§ What you need to do: The lines to return begin at the one containing "Teacher note: indicate the brick wall" and end at the final line of the material; output them exactly and only them.

┌────────

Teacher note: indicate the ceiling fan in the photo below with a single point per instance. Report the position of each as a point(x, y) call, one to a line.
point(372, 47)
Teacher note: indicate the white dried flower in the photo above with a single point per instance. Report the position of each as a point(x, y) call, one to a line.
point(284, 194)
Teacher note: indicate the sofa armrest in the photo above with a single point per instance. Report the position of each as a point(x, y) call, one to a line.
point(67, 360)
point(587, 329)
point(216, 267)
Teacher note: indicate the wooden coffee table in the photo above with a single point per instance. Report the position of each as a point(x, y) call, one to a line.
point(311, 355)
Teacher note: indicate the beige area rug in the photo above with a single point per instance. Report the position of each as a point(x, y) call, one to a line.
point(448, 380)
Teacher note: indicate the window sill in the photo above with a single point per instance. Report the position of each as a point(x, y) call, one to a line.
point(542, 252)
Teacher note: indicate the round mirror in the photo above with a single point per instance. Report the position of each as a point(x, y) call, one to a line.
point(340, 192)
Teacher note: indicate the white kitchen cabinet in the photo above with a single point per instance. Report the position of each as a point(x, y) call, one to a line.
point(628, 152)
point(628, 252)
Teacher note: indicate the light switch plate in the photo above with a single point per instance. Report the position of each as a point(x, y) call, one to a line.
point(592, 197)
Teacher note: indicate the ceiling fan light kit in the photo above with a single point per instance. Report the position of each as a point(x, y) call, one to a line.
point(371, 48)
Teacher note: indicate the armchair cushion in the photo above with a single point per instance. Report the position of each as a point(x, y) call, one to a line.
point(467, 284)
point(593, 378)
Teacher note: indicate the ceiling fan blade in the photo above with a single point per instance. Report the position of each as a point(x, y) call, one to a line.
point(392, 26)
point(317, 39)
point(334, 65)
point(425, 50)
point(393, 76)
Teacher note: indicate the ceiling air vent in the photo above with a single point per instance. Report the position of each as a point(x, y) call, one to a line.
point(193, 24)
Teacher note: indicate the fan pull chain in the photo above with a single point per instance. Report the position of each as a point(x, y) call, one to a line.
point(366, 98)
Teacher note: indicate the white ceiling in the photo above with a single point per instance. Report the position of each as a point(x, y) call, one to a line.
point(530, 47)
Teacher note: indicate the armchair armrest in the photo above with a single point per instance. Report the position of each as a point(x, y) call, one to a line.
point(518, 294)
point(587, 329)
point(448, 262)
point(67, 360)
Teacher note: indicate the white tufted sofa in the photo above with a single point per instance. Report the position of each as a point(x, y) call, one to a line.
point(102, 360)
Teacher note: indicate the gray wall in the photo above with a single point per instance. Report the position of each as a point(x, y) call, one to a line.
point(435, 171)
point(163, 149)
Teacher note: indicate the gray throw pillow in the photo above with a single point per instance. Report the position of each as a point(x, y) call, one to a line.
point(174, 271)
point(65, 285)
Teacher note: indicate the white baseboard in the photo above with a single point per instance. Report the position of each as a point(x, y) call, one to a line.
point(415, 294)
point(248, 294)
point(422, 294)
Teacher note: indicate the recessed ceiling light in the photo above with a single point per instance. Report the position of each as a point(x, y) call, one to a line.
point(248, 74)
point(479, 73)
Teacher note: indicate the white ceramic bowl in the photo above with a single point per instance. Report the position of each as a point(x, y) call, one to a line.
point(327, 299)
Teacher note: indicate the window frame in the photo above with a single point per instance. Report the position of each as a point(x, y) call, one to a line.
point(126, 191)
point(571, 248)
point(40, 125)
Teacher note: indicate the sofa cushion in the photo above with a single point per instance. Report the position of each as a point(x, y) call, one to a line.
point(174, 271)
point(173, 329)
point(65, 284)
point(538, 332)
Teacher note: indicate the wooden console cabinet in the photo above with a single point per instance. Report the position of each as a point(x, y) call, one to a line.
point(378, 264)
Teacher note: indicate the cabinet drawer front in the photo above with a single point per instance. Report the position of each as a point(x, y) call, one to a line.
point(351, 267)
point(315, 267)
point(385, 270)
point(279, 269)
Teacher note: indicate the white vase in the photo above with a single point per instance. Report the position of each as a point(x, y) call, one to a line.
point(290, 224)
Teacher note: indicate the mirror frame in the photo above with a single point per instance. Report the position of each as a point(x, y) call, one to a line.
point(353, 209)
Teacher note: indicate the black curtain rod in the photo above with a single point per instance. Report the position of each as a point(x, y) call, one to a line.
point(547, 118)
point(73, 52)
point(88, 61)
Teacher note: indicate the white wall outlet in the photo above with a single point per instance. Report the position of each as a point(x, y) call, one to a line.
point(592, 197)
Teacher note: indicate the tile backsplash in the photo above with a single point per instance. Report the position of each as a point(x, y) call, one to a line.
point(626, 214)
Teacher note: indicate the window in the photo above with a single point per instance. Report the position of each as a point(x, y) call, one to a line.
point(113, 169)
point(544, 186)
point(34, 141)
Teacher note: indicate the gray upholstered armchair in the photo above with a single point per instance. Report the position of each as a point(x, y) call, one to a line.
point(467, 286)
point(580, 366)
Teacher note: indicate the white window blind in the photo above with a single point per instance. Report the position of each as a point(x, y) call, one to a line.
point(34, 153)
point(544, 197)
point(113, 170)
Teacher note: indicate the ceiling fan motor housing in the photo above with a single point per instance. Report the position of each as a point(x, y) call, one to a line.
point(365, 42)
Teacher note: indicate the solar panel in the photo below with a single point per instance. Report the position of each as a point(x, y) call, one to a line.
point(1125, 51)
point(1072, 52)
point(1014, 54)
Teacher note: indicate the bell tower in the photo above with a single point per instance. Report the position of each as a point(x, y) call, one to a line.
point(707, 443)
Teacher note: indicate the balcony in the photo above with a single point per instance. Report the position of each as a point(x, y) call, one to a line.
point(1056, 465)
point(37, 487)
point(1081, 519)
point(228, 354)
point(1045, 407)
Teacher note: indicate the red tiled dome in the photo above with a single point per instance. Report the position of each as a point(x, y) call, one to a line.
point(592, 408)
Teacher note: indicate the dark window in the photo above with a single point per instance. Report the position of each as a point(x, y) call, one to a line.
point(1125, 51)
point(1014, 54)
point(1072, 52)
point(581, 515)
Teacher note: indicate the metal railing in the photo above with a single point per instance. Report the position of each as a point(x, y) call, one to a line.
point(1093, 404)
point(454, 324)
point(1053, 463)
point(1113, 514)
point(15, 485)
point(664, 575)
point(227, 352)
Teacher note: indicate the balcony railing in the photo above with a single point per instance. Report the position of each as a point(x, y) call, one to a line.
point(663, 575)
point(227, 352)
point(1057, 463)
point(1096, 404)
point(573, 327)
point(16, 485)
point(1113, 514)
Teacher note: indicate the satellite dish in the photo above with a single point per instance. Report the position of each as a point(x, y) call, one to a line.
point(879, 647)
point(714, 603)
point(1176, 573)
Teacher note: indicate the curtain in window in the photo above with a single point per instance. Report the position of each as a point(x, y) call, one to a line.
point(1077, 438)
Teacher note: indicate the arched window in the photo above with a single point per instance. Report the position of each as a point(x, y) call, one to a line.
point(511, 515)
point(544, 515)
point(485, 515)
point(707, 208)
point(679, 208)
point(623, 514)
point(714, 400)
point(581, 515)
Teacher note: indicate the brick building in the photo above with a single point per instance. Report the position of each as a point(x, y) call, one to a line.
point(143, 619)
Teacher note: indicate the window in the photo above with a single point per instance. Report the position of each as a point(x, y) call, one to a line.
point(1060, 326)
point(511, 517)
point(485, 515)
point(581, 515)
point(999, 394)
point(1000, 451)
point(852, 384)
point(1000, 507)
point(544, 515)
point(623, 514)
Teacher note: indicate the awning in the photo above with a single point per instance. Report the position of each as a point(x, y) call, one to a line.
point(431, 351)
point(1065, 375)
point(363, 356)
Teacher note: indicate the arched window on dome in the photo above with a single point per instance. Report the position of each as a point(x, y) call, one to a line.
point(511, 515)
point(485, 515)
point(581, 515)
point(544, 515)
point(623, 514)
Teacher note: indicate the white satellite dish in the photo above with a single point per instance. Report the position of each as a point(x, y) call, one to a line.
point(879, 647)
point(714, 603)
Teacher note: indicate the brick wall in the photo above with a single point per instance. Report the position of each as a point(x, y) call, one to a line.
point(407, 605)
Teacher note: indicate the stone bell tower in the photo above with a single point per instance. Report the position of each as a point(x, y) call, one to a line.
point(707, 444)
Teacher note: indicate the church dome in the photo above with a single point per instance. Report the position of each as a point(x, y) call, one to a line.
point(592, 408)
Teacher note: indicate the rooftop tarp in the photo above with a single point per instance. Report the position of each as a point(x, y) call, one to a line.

└────────

§ Exercise response:
Teacher note: indicate the brick wall in the photo above with a single point per instance. Report the position of each as a point(x, y) call, one to a line.
point(407, 605)
Teacher note: indicate the stone bell tower in the photo above with a single point per instance. Report the position of each as a point(x, y) call, one to a line.
point(707, 444)
Teacher note: indicate the church dome in the photo above with a single point per instance. Report the position of each as a point(x, y) call, one to a line.
point(592, 408)
Teacher note: indicate the rooftop tarp in the photo above with a single point per instance. Report the position of each as a point(x, y) call, one to a line.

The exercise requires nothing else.